§ Aim of the exercise: Copy all of the data below verbatim, leaving out the picture.

§ Task input:
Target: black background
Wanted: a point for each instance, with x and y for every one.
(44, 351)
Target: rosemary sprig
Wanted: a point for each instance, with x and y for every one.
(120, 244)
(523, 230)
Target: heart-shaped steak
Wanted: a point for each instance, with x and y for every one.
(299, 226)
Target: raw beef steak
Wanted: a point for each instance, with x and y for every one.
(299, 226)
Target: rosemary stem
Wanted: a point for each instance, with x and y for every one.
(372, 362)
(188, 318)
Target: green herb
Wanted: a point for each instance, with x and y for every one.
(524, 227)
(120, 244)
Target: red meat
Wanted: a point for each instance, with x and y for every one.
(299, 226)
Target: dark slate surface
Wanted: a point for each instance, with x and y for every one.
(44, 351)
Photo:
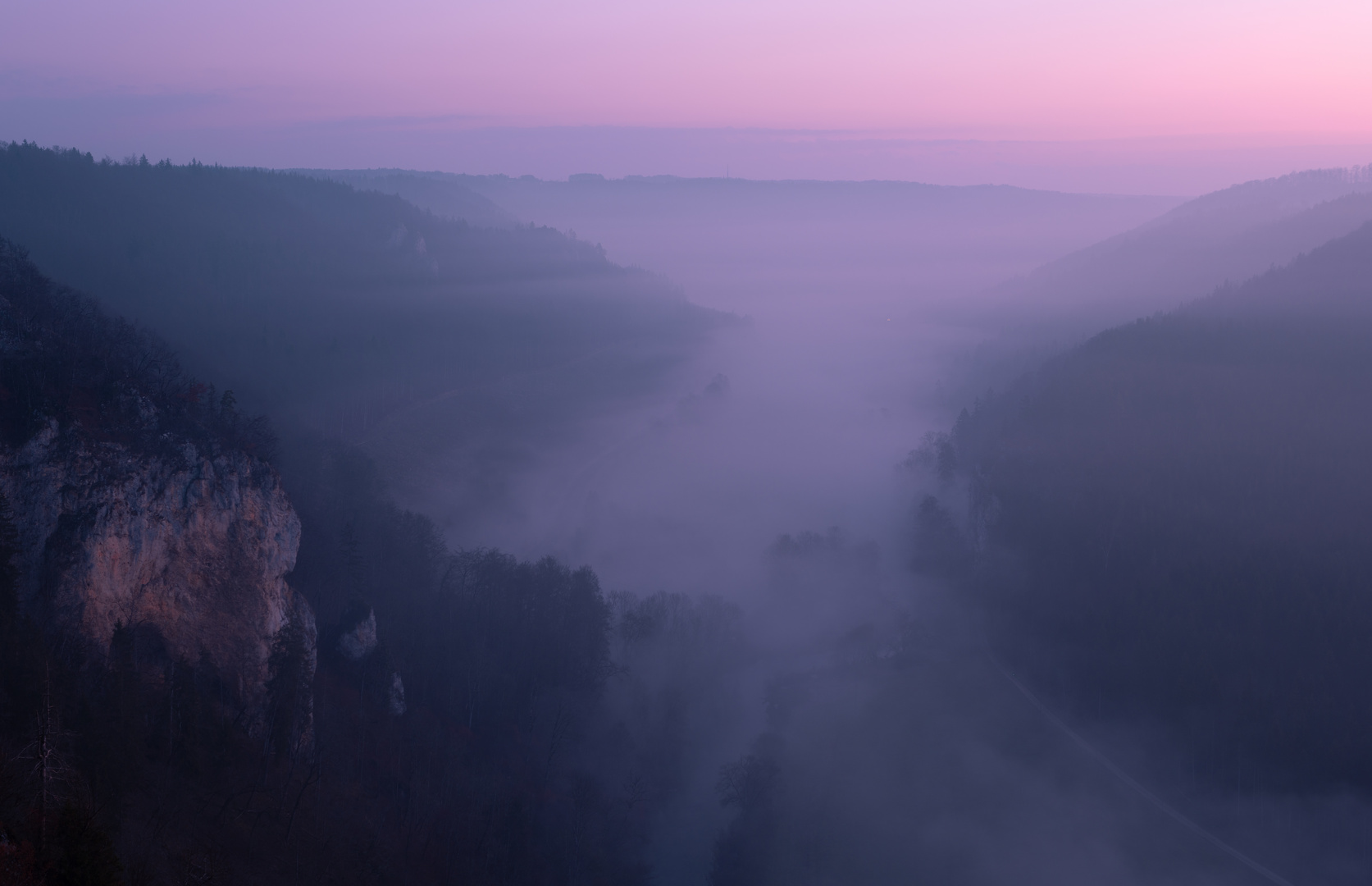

§ Solution:
Target: black background
Wanted: a point for each instance, with x and y for every one.
(44, 351)
Target: rosemary sprig
Wanted: a point for each instance, with x and y for every one.
(120, 244)
(523, 230)
Target: heart-shaped steak
Wanted: a point for each instance, with x and y for every one.
(299, 226)
Target: raw beef steak
Wanted: a point for each instance, with x and y for every one.
(299, 226)
Target: rosemary stem
Wanted: a point for each instance, with x and y for every one.
(372, 362)
(188, 318)
Target: green herb
Wanted: a point for each instance, with x and y for every one.
(524, 227)
(120, 244)
Target: red meat
Wanted: a point for each instance, with x and y for every one.
(299, 226)
Target: dark slate surface
Wanted: a point for each instance, with x and y for every one.
(44, 351)
Photo:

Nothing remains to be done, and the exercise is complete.